## DIRECTIVE:
Copy out exactly the lines from the one containing "Would you mind marking the stair" to the end of the records below, both included, and nothing else.

(A run of records)

********

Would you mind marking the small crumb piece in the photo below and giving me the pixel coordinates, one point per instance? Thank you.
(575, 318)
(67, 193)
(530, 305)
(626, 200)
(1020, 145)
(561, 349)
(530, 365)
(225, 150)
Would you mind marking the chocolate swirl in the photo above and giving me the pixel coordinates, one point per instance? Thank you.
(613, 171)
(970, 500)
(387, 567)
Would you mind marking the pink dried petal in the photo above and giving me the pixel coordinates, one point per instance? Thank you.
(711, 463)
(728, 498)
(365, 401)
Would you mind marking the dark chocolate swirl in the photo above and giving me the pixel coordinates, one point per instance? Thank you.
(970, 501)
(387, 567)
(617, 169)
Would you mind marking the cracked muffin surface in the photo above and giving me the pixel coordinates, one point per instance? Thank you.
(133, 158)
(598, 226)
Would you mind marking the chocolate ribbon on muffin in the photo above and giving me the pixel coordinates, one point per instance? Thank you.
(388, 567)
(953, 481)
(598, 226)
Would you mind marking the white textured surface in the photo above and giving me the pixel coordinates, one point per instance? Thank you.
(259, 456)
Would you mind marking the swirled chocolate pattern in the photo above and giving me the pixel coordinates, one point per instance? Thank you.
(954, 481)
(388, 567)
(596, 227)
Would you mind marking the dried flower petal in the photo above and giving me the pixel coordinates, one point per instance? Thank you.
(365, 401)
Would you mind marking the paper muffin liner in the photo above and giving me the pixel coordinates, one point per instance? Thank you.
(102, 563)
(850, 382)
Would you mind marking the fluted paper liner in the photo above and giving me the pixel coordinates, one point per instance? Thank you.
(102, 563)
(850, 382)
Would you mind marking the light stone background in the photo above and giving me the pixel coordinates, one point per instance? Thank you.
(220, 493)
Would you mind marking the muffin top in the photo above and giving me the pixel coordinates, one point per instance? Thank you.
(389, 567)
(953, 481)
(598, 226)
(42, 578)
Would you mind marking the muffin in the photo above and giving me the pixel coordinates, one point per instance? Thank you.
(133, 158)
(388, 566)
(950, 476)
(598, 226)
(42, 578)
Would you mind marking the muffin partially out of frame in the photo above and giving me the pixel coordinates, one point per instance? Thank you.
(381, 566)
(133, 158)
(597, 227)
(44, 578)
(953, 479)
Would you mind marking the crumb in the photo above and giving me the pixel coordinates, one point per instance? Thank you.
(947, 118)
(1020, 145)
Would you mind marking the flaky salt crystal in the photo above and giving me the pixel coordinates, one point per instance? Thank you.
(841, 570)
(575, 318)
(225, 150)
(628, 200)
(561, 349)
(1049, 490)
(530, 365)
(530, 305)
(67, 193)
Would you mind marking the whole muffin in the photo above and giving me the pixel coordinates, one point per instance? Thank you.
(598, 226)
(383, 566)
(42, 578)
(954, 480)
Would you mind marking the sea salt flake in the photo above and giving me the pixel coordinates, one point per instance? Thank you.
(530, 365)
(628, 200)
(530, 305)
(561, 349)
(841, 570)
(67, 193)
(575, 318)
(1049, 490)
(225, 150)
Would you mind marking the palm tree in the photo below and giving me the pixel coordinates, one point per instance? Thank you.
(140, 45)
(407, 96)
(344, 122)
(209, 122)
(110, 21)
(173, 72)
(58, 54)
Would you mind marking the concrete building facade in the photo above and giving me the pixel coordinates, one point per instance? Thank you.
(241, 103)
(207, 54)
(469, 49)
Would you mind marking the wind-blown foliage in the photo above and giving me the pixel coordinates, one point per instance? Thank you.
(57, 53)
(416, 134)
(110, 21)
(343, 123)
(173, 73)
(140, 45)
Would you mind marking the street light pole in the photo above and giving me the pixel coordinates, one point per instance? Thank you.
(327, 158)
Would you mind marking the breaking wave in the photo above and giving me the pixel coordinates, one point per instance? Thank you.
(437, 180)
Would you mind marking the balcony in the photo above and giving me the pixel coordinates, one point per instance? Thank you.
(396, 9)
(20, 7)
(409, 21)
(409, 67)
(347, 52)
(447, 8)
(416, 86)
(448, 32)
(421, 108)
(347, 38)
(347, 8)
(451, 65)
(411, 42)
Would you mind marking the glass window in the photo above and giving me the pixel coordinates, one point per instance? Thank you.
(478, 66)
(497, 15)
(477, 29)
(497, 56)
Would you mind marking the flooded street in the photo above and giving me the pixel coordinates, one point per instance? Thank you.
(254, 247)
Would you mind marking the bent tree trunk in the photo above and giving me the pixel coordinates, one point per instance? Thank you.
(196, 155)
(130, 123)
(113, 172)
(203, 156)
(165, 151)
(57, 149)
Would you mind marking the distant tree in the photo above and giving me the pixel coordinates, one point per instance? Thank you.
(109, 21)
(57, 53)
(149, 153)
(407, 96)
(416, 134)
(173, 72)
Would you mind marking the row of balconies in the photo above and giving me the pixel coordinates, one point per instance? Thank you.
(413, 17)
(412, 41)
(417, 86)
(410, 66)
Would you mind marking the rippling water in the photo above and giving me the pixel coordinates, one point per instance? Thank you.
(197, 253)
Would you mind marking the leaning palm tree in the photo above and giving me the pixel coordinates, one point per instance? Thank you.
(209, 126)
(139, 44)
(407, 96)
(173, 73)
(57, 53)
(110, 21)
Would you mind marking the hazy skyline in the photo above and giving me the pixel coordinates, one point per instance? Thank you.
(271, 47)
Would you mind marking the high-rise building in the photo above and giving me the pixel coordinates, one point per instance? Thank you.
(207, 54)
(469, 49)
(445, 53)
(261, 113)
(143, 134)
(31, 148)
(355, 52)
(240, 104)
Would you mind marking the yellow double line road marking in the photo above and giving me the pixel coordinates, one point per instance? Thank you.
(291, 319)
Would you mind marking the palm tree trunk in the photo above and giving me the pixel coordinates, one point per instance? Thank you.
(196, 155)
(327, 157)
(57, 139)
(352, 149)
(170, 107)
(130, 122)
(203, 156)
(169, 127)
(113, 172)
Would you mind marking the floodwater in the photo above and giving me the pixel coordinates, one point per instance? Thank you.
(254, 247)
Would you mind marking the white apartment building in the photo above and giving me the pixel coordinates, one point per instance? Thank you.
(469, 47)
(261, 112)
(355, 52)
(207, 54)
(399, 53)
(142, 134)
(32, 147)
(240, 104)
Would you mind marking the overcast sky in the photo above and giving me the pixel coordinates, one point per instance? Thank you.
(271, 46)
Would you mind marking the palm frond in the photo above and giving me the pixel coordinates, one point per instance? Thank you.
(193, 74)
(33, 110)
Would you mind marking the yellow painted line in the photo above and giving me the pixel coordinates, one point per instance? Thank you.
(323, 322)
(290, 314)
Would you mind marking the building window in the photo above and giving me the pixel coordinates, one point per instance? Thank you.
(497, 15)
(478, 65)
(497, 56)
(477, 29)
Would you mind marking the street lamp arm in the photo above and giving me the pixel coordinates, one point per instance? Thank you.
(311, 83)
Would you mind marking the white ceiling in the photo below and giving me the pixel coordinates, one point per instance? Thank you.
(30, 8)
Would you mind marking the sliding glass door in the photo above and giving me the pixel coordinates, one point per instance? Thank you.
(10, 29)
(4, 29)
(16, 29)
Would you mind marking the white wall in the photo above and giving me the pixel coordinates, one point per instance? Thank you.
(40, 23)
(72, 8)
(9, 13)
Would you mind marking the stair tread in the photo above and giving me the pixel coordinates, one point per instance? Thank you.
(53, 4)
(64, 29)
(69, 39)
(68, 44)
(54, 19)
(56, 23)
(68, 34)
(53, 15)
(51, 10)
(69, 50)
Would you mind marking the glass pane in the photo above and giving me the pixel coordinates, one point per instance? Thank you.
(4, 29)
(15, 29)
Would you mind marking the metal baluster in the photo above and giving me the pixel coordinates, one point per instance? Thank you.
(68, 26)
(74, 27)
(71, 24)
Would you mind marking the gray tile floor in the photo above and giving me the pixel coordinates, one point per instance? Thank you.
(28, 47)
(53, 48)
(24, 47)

********

## FINAL RESULT:
Would you mind marking the stair tread in the photo above and giving me the pixel coordinates, one point per instance? Thank you.
(53, 4)
(64, 29)
(69, 39)
(68, 44)
(54, 19)
(56, 23)
(68, 34)
(53, 15)
(51, 10)
(69, 50)
Would you mind marking the glass pane in the photo above and giving me the pixel coordinates, one point per instance? Thank you.
(4, 29)
(15, 29)
Would you mind marking the metal baluster in the photo above and giving me the pixel coordinates, one point per instance? Thank you.
(68, 26)
(74, 27)
(71, 24)
Would you mind marking the gray tile floor in the photo above and giving me the pixel coordinates, one point per instance? Thank you.
(28, 47)
(53, 48)
(24, 47)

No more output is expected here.